> [Text segment]:
Gilead Sciences’ selgantolimod (GS-9688), a potent and selective oral agonist of toll-like receptor 8 (TLR8) was safe and well tolerated as a treatment for hepatitis B virus (HBV) in a mid-stage trial, with a small number of participants experiencing key benchmarks of combatting the virus.
Edward Gane, MD, of the Auckland City Hospital in New Zealand, presented findings from a randomized, double-blind, placebo-controlled, multicenter Phase II trial of selgantolimod at The Liver Meeting, the annual meeting of the American Association for the Study of Liver Diseases, this month in Boston.
The study enrolled 48 people with HBV who were virally suppressed thanks to treatment with oral antivirals such as Vemlidy (tenofovir alafenamide), Viread (tenofovir disoproxil fumarate) or Baraclude (entecavir). Of these, 24 were hepatitis B surface antigen (HBeAg) positive and 24 were HBeAg negative.
The participants were randomized into three groups. In addition to their oral antiviral, nine people received a placebo, 20 people received 1.5 milligrams of selgantolimod and 19 people received 3 mg of selgantolimod. After 24 weeks, all participants received an additional 24 weeks of oral antiviral treatment alone.

> [Task list]:
#1 Answer these questions about the selgantolimod trial report:
(a) In which city was The Liver Meeting held?
(b) How many people did the study enroll?
(c) How many participants received 3 mg of selgantolimod?
#2 Can you print the selgantolimod trial report word for word, starting at "The study enrolled" and ending at "antiviral treatment alone."?
#3 What comes next in the selgantolimod trial report? Continue it from its last sentence.
The listing that comes next is taken from a separate source.

> [The data]:
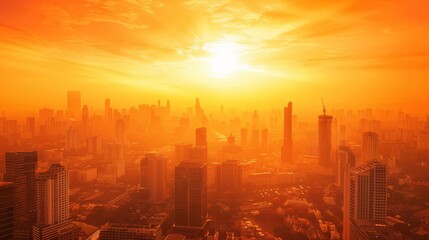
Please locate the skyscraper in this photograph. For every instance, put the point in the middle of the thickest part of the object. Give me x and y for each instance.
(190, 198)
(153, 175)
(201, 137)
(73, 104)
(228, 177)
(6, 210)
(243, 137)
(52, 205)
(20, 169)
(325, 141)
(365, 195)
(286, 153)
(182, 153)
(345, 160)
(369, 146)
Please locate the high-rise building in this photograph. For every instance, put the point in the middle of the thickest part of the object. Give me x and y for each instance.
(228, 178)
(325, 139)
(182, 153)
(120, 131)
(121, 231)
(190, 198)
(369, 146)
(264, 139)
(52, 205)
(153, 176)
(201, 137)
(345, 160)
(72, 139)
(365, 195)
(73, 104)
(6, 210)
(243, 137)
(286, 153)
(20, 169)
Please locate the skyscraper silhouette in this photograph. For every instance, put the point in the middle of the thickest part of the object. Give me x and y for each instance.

* * *

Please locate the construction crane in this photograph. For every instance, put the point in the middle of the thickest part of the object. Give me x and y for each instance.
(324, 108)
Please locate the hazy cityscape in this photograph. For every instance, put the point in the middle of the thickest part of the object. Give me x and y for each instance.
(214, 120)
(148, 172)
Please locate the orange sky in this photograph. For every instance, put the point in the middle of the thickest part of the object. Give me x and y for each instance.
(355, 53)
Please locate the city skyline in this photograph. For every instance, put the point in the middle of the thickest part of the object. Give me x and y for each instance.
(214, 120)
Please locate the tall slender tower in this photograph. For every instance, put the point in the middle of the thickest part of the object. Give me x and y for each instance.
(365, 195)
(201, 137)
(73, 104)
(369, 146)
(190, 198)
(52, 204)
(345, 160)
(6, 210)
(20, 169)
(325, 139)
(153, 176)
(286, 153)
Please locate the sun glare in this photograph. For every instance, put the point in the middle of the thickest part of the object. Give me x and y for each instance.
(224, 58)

* * *

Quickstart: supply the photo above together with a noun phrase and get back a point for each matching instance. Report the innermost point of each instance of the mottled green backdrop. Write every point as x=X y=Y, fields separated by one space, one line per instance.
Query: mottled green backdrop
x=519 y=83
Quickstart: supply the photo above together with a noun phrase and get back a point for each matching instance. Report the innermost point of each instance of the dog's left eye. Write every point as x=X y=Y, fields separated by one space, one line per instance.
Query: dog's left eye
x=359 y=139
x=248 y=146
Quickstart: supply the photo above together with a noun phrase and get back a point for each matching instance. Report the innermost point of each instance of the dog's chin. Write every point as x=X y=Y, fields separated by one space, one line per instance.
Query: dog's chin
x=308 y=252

> [Responses]:
#1
(a) Boston
(b) 48
(c) 19

#2
The study enrolled 48 people with HBV who were virally suppressed thanks to treatment with oral antivirals such as Vemlidy (tenofovir alafenamide), Viread (tenofovir disoproxil fumarate) or Baraclude (entecavir). Of these, 24 were hepatitis B surface antigen (HBeAg) positive and 24 were HBeAg negative.
The participants were randomized into three groups. In addition to their oral antiviral, nine people received a placebo, 20 people received 1.5 milligrams of selgantolimod and 19 people received 3 mg of selgantolimod. After 24 weeks, all participants received an additional 24 weeks of oral antiviral treatment alone.

#3
There were six groups in total, since each of the three treatment groups were further broken into a pair of groups based on HBeAg status. The baseline characteristics of the study groups were similar. Between 50% and 90% of the groups were men, 50% to70% were Asian, 0% to 10% were white, 10% to 44% were Native Hawaiian or Pacific Islander and 0% to 30% were Black. The average HBV viral load was 20 to 25, the average ALT liver enzyme level was 20 to 31 and the average FibroTest fibrosis score was 0.18 to 0.34.
At week 24, all of those in the placebo group experienced less than a 0.1 log10 (20.5%) decline in hepatitis B surface antigen (HBsAg). Of those in the 1.5 mg group, 80% of the HBeAg-positive individuals and 80% of the HBeAg-negative individuals experienced less than a 0.1 log01 decline, a respective 20% and 10% experienced a 0.1 log10 to 0.3 log10 (20.5% to 50%) decline and 0% and 10% experienced a 1.0 log10 (90%) or greater decline in HBsAg. Of those in the 3 mg group, 100% of the HBeAg-positive individuals and 70% of the HBeAg-negative individuals experienced less than a 0.1 log10 decline in HBsAg; the other 30% of the latter group experienced a 0.1 to 0.3 log10 decline.
At 24 weeks, 10% of the HBeAg-negative 3 mg group experienced HBsAg loss. and 10% of the HBeAg-positive 1.5 mg group experienced HBeAg loss. No one in the placebo group experienced HBsAg or HBeAg loss.
None of the study participants experienced virologic breakthrough, defined as two consecutive study visits in which their viral load was at least 69.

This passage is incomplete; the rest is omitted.